STATED PROBLEM → Reproduce every line of the listing below verbatim, without any alteration.

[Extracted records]
-- -- --
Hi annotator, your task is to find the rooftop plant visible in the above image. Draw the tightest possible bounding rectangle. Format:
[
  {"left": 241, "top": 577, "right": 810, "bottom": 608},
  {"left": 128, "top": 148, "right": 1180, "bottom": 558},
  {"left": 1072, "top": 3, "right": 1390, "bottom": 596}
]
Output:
-- -- --
RESPONSE →
Hi annotator, your task is to find the rooftop plant visible in the above image. Draw the tightest possible bounding rectangle. Format:
[
  {"left": 241, "top": 577, "right": 810, "bottom": 608},
  {"left": 128, "top": 148, "right": 1180, "bottom": 558},
  {"left": 1072, "top": 3, "right": 1390, "bottom": 596}
]
Output:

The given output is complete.